# Records supplied start

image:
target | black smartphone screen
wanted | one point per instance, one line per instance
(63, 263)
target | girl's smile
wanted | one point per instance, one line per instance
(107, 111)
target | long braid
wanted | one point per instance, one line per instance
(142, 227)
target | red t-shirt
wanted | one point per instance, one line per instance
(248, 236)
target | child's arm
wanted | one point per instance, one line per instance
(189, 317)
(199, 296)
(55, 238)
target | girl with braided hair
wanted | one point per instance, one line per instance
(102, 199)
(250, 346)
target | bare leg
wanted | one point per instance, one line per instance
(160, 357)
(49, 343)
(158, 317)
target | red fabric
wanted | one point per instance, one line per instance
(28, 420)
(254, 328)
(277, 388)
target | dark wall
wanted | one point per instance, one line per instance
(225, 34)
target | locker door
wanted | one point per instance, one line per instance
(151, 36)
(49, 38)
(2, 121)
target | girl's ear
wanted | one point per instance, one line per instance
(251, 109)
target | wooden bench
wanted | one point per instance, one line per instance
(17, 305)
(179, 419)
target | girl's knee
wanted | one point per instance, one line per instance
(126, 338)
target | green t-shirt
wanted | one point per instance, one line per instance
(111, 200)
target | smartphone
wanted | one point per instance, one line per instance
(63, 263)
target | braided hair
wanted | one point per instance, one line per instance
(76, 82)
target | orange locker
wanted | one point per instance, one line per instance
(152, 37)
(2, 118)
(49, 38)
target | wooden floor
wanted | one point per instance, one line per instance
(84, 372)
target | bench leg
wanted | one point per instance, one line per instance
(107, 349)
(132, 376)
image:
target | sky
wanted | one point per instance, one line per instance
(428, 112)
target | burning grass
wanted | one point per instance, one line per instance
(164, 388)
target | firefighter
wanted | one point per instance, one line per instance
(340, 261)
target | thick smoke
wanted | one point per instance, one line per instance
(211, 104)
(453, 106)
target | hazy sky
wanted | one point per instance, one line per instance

# Records supplied end

**Brief:** Extract every record. Keep wording exact.

**Answer:**
image:
target | black smartphone screen
wanted | one point per instance, one line per instance
(63, 263)
target | girl's smile
wanted | one point per instance, one line per instance
(107, 111)
target | long braid
wanted | one point per instance, one line per instance
(142, 227)
target | red t-shirt
wanted | one point per instance, one line per instance
(248, 236)
target | child's arm
wanted | one point per instance, one line per instance
(189, 317)
(199, 296)
(55, 238)
target | girl with braided hair
wanted | one point per instance, one line per instance
(102, 199)
(250, 346)
target | bare leg
wanted | one point per instance, one line per instance
(160, 357)
(49, 343)
(158, 317)
target | red fabric
wanted | one point per instance, one line per instance
(28, 420)
(254, 328)
(277, 388)
target | dark wall
wanted | one point per instance, one line per instance
(225, 34)
target | locker door
wanted | one point per instance, one line per instance
(151, 36)
(49, 38)
(2, 121)
target | girl's ear
wanted | one point per instance, one line per instance
(251, 109)
target | wooden bench
wanted | one point per instance, one line per instance
(17, 305)
(179, 419)
target | girl's knee
wanted | one point per instance, one line per instance
(126, 338)
target | green t-shirt
wanted | one point per instance, one line per instance
(111, 200)
target | smartphone
wanted | one point per instance, one line per instance
(63, 263)
target | braided hair
wanted | one point per instance, one line per instance
(76, 82)
target | orange locker
wanted | one point per instance, one line per instance
(152, 37)
(2, 118)
(49, 38)
target | wooden floor
wanted | one point per instance, one line per instance
(84, 372)
target | bench leg
wanted | one point per instance, one line per instance
(107, 349)
(132, 376)
image:
target | sky
wanted | one point per instance, one line per instance
(428, 112)
target | burning grass
wanted | one point per instance, one line per instance
(164, 388)
target | firefighter
wanted | one point per instance, one line per instance
(340, 261)
target | thick smoke
wanted | one point per instance, one line per instance
(211, 104)
(453, 106)
target | hazy sky
wanted | one point per instance, one line per instance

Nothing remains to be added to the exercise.